Source excerpt>
# Idiot me



## Markolaynee (Feb 21, 2015)

Yeaterday, parking sensor failed to sound the traffic sign that was in blinding spot..
Results:

















Heading to insurance company to get some papers to order new parts..
Idiot me

Sent from my iPhone using Tapatalk


----------



## can_quattro (Jun 11, 2009)

Sorry to see that. Good luck with the repairs.


----------



## Mr R (Mar 1, 2015)

Ahhhhh nooooo, sorry to hear this. Hope you get it fixed and looking new again soon.


----------



## leopard (May 1, 2015)

^^^^^ +1

Not the thing you want to happen on such a new car.

If the sensor is suspect,I'd get it checked out and if it is at fault you may be able to negotiate some kind of support from the dealer,rather than going through the insurance with all that entails.


----------



## aquazi (Dec 24, 2014)

Ouch... Even more so as its directly on the sensor and it looks depressed so may have broken the clips which may need a bumper skin.

Might be worth taping up the rear light short term to prevent any water damage to the wiring.

Defiantly worth asking audi their opinion.... No doubt they will just refer back to the manual and say it says even with the sensors to observe behind you.

Good luck.

Sent from my iPhone 5s using Tapatalk


----------



## Mr R (Mar 1, 2015)

Does the car beep when you put in into reverse? That would certainly indicate if audible warning not working.


----------



## ZephyR2 (Feb 20, 2013)

I had an altercation with a bollard once which was between the sensors but I can't understand how your's happened. Mind you it is easy to ignore the sensor's beep when you are under pressure / in a hurry.
Get someone to walk behind that sensor while its in reverse and see if its working, although the bump may have damaged it. :?


----------



## olympic (Jun 30, 2015)

I can feel your pain!

Supplied data>
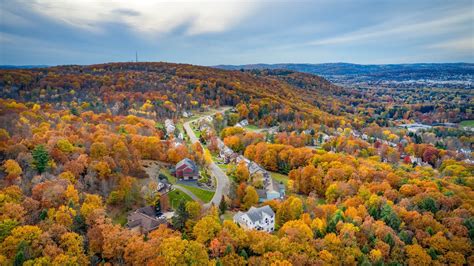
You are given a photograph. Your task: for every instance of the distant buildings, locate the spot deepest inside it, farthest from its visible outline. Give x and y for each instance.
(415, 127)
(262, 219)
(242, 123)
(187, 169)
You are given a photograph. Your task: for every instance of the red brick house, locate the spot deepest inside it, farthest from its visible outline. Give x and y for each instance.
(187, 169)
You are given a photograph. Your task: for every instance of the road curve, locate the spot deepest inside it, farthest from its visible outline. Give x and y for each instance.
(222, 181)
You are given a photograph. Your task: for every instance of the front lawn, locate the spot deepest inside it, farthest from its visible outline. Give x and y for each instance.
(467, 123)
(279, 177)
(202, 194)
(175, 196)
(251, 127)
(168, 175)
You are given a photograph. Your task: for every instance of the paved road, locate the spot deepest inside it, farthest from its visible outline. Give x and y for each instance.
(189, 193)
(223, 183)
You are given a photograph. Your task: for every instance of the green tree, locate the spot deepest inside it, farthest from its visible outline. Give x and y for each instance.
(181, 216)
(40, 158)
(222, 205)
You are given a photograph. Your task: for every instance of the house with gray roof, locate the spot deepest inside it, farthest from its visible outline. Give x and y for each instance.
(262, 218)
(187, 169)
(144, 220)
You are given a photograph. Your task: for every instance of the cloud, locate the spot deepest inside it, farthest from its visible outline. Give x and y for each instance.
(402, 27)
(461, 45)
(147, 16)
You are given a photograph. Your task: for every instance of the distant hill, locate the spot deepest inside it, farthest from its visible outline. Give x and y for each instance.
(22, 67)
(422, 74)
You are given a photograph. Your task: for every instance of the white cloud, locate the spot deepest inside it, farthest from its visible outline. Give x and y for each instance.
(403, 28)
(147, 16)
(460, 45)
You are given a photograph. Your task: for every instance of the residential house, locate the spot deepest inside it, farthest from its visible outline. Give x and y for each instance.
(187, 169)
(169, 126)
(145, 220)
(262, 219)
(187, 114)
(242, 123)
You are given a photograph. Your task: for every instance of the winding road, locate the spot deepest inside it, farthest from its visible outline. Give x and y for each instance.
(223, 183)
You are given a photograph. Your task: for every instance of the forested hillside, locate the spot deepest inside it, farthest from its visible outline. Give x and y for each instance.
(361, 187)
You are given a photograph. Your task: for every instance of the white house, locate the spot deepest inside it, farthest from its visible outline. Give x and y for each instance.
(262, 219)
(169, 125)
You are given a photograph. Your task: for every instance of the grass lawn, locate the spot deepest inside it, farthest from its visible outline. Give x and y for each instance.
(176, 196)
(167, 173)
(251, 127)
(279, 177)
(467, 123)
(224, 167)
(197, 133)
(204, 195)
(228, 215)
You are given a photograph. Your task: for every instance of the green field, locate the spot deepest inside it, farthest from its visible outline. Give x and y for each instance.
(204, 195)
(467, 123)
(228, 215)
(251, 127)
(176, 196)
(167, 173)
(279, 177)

---

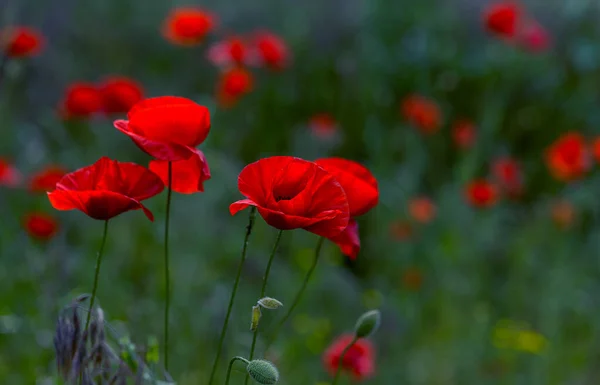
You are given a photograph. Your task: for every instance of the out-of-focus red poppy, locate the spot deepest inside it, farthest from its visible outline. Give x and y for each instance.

Task requirements>
In the forum thread, what short-term step does aquazi suggest for the rear light, and why?

Finished exercise>
Taping up the rear light to prevent water damage to the wiring.